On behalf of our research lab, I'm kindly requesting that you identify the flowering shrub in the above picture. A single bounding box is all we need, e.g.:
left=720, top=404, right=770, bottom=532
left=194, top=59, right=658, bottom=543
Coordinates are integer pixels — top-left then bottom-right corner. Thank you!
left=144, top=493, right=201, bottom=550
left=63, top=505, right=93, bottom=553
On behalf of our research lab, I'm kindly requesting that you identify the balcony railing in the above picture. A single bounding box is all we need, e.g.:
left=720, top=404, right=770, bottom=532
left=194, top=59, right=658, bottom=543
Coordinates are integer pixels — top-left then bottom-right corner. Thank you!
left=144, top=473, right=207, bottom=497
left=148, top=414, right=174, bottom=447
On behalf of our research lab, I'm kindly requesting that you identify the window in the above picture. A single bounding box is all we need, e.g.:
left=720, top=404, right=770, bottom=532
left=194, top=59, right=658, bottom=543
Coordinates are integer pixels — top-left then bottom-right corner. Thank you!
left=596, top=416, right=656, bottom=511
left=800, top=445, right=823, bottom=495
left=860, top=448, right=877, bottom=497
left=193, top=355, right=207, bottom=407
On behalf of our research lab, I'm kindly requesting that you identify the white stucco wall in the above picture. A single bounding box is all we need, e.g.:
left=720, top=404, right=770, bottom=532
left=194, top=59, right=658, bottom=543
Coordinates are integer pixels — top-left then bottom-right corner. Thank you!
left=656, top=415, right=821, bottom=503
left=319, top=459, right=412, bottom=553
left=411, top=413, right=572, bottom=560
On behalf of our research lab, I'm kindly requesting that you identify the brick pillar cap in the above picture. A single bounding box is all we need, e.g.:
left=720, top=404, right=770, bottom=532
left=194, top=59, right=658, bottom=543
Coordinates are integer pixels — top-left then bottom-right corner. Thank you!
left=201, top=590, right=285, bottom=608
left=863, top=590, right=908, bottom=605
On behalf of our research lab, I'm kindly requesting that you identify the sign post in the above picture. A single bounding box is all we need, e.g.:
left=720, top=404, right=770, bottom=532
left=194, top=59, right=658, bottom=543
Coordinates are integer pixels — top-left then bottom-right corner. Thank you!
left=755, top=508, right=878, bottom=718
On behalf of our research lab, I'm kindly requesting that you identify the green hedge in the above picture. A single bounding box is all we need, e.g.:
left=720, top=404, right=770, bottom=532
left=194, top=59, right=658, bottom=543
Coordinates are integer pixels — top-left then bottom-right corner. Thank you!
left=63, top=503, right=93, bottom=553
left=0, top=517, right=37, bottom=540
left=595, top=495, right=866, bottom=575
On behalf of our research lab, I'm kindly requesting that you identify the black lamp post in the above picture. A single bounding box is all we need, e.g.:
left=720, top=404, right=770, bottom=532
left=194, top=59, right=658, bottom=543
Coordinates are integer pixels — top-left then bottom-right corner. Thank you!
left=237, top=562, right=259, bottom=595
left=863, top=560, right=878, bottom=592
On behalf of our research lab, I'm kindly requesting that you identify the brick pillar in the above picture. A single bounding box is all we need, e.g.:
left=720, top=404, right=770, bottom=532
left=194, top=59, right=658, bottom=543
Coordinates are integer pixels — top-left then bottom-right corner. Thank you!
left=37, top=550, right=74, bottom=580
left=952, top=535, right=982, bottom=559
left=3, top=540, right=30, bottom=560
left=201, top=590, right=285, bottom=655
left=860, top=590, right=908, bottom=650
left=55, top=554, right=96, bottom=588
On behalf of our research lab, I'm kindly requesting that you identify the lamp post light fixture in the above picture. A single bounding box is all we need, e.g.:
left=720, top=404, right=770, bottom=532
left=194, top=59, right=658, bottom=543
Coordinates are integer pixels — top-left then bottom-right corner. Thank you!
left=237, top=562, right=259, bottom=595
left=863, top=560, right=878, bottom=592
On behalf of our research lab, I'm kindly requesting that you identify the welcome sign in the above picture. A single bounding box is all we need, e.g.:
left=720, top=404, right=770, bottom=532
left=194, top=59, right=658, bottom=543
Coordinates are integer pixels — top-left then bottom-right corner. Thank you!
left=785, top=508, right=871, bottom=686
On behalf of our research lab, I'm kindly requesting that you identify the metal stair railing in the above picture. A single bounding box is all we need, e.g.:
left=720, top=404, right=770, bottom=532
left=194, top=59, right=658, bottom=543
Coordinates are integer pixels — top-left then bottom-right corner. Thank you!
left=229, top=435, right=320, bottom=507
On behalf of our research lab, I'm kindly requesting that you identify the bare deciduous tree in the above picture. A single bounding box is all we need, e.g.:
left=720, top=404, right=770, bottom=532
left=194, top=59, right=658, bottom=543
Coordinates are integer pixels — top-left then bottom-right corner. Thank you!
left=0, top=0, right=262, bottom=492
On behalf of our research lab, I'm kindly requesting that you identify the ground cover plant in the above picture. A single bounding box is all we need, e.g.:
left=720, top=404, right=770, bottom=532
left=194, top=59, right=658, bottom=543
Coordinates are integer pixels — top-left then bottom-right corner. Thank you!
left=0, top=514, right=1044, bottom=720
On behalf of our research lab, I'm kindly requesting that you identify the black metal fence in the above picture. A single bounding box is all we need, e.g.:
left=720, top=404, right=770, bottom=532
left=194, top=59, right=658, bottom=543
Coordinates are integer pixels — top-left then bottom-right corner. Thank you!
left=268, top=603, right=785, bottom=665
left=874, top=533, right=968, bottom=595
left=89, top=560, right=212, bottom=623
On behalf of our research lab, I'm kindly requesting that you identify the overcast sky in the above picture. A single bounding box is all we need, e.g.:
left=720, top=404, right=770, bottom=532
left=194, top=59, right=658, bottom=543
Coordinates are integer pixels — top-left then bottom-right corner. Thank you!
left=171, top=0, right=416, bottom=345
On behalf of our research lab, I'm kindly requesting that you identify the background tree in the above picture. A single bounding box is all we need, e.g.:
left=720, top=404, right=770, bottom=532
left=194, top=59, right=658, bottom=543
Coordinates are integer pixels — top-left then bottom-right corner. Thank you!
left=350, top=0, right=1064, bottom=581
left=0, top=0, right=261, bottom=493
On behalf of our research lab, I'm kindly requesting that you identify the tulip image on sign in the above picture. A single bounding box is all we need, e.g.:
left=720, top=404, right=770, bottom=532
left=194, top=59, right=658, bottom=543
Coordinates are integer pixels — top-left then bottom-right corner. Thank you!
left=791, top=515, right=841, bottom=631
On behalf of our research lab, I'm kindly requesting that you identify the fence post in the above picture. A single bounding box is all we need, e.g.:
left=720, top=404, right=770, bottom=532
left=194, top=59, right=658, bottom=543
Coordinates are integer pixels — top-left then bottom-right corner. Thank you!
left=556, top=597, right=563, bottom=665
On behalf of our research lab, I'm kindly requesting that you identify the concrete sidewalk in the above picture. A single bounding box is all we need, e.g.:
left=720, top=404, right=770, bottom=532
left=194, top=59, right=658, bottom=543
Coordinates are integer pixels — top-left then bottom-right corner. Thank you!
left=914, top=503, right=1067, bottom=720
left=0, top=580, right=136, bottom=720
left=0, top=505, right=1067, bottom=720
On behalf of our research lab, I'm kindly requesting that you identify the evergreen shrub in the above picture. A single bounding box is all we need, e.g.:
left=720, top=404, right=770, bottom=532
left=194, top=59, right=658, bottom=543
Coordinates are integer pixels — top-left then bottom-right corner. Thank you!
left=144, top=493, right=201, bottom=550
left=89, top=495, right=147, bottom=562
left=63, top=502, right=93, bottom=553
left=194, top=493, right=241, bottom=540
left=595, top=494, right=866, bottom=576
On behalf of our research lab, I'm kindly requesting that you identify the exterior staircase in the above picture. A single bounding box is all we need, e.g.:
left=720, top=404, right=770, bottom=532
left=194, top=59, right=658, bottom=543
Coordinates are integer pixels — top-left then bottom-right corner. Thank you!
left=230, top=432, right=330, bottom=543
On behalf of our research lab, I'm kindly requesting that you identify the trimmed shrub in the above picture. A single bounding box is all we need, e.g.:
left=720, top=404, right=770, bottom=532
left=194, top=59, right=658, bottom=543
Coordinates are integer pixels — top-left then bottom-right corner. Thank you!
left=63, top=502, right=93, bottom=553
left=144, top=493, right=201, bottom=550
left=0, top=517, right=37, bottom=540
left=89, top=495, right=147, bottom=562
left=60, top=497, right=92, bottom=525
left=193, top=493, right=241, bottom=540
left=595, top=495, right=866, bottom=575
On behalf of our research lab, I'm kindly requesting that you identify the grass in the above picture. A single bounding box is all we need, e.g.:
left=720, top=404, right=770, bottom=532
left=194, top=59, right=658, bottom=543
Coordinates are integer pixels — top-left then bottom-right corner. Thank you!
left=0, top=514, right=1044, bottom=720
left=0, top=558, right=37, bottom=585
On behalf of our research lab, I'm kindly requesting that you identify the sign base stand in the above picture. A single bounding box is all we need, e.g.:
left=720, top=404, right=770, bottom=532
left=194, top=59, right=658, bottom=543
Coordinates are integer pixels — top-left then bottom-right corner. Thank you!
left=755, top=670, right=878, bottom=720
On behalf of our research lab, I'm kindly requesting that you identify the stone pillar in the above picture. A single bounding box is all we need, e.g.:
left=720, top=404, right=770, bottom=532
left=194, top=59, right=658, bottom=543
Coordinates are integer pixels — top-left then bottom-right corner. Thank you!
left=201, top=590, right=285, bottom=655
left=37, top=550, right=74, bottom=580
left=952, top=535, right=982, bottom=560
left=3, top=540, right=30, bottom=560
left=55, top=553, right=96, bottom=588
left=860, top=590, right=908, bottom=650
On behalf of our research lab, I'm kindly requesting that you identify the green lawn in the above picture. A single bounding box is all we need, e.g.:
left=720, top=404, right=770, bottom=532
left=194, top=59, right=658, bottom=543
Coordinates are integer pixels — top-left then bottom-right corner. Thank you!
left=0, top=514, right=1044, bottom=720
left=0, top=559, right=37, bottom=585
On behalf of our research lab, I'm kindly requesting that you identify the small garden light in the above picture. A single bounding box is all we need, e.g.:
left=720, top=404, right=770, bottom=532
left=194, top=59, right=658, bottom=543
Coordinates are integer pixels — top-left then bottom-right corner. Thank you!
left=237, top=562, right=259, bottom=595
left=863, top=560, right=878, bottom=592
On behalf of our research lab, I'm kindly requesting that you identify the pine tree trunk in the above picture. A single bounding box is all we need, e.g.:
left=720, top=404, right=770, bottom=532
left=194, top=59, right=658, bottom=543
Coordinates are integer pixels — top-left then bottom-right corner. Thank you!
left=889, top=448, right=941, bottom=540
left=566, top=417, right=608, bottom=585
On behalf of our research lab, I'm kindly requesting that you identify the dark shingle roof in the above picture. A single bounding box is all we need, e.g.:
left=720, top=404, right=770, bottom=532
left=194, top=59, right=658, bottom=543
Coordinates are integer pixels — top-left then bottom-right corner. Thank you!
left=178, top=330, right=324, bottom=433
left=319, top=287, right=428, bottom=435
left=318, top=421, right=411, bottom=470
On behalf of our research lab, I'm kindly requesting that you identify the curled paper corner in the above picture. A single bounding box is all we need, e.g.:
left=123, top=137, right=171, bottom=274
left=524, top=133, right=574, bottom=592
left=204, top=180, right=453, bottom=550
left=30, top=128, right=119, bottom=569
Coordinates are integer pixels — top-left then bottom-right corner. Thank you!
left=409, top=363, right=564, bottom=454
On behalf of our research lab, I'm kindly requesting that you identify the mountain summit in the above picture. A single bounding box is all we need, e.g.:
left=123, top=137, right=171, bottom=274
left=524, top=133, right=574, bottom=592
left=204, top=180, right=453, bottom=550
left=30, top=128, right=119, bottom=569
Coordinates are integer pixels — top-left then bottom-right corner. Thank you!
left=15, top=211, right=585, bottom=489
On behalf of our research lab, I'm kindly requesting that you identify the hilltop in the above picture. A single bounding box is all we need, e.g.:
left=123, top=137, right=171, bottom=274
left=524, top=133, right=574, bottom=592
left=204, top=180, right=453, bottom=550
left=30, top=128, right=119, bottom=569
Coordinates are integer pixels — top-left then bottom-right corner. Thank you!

◇ ◇ ◇ ◇ ◇ ◇ ◇

Given request:
Lay out the lines of the records above, from the line with "identify the bare" to the line with "left=0, top=0, right=262, bottom=492", as a Markdown table with two columns, Row and Record line, leaving out any blank lines.

Correct result:
| Row | Record line |
|---|---|
| 1 | On behalf of our research lab, I'm kindly requesting that you identify the bare deciduous tree in the above picture. A single bounding box is all we need, e.g.: |
| 2 | left=720, top=404, right=770, bottom=532 |
| 3 | left=194, top=59, right=658, bottom=543 |
| 4 | Coordinates are integer pixels — top-left then bottom-right corner. Thank you! |
| 5 | left=0, top=0, right=262, bottom=492 |